**Your objective**
With pictures left out, retype exactly the lines from the one containing "[ ] coordinates" through the final line of the entries.

**Supplied material**
====

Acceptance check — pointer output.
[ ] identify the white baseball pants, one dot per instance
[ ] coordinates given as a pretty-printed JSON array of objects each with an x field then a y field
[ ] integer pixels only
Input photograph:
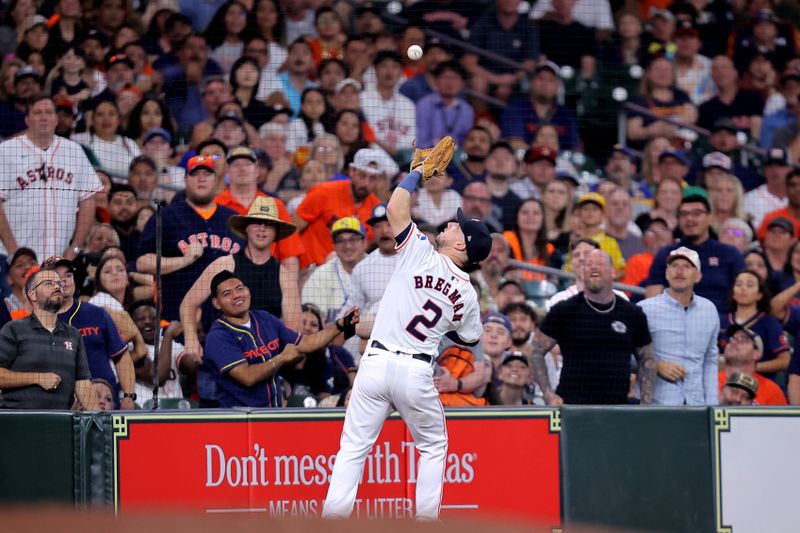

====

**Solution for this problem**
[ ] coordinates given as a pretty-printed JSON array of objects each with an x field then a y field
[ ] integer pixels only
Input photograph:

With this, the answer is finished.